> READING PASSAGE

- - - - - - -

Russia has taken renewed interest in the island of Bornholm, strategically located in the Baltic Sea, and part of Denmark. 76 years after the last Soviet troops left, Moscow still feels it has a say in what happens on the island, quoting an agreement that the Danes say does not exist.
Key to the Russian reaction is renewed bi-lateral cooperation between Denmark and the United States military. Last week Vladimir V. Barbin, the Russian ambassador in Denmark threatened Copenhagen in an interview with Berlingske, one of Denmark’s leading newspapers.
“If Denmark allows foreign forces on Bornholm, then Russia will be forced to weigh which implications it will have for the relationship between Russian and Denmark,” Berlingske quotes the ambassador.
The envoy’s statement was followed by a tweet of the Russian embassy in Denmark. “1946 Notes from Denmark and Russia sides on the issue of non-deployment of foreign troops on Bornholm. The exchange of these documents constitutes an agreement. Duration is not specified. According to international law this means the agreement is open ended and remains in force.”

- - - - - - -

> STORED DATA
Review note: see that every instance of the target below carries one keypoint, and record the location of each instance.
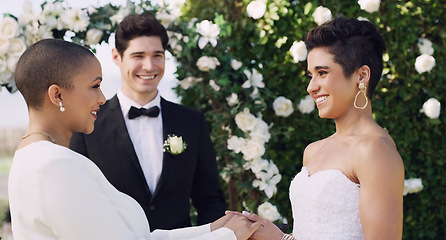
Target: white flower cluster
(209, 32)
(12, 45)
(256, 9)
(321, 15)
(412, 185)
(306, 105)
(189, 81)
(431, 108)
(298, 51)
(425, 62)
(169, 12)
(255, 79)
(252, 148)
(206, 63)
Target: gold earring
(362, 89)
(62, 109)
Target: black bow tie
(137, 112)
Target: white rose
(205, 63)
(9, 28)
(17, 46)
(321, 15)
(209, 31)
(258, 165)
(4, 46)
(412, 185)
(260, 132)
(94, 35)
(255, 79)
(425, 46)
(120, 15)
(283, 106)
(253, 149)
(214, 85)
(298, 51)
(232, 99)
(6, 77)
(165, 18)
(256, 9)
(188, 82)
(306, 105)
(236, 65)
(268, 211)
(176, 144)
(432, 108)
(245, 120)
(424, 63)
(76, 19)
(236, 144)
(2, 64)
(369, 6)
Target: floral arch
(242, 63)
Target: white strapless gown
(325, 206)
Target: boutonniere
(174, 145)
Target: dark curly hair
(137, 25)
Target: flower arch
(236, 65)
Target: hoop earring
(62, 109)
(362, 89)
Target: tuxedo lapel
(124, 143)
(168, 125)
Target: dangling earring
(62, 109)
(362, 89)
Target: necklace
(44, 134)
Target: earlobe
(116, 56)
(364, 74)
(55, 94)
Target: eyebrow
(138, 53)
(97, 78)
(318, 68)
(321, 67)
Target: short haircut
(353, 43)
(137, 25)
(48, 62)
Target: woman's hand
(268, 231)
(242, 226)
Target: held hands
(242, 226)
(268, 231)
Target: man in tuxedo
(127, 143)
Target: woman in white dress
(351, 183)
(55, 193)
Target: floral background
(243, 64)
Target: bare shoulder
(377, 154)
(311, 149)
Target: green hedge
(396, 103)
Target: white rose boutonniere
(174, 145)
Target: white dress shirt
(146, 134)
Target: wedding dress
(325, 206)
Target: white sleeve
(77, 202)
(194, 233)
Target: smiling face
(333, 93)
(142, 67)
(82, 102)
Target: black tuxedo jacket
(191, 175)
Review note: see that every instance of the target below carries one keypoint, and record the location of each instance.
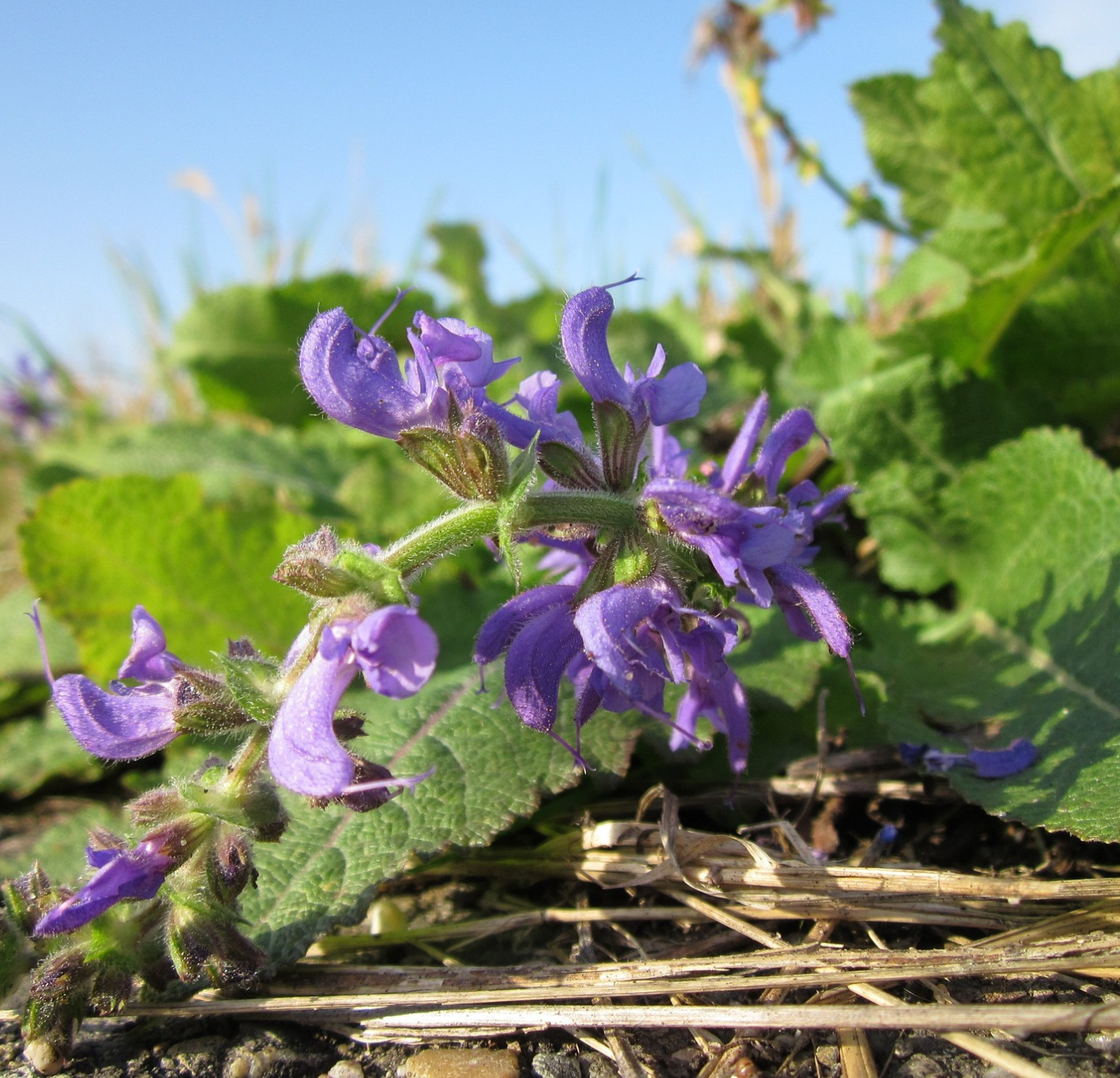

- - - - - - -

> REQUIREMENTS
1. Print the Bornholm passage, starting at the words "Key to the Russian" and ending after the words "quotes the ambassador.".
2. In the Bornholm passage, which newspaper interviewed the Russian ambassador in Denmark?
3. Summarize the Bornholm passage in two sentences.
The records have no role in any of this.

> ANSWERS FOR THE EXERCISE
1.
Key to the Russian reaction is renewed bi-lateral cooperation between Denmark and the United States military. Last week Vladimir V. Barbin, the Russian ambassador in Denmark threatened Copenhagen in an interview with Berlingske, one of Denmark’s leading newspapers.
“If Denmark allows foreign forces on Bornholm, then Russia will be forced to weigh which implications it will have for the relationship between Russian and Denmark,” Berlingske quotes the ambassador.

2. Berlingske, one of Denmark's leading newspapers.

3. Russia has taken renewed interest in the Danish island of Bornholm in the Baltic Sea, largely because of renewed cooperation between Denmark and the United States military. The Russian ambassador warned that letting foreign forces onto the island would have implications for relations, and the Russian embassy said 1946 notes form an open-ended agreement against foreign troops there, though the Danes say no such agreement exists.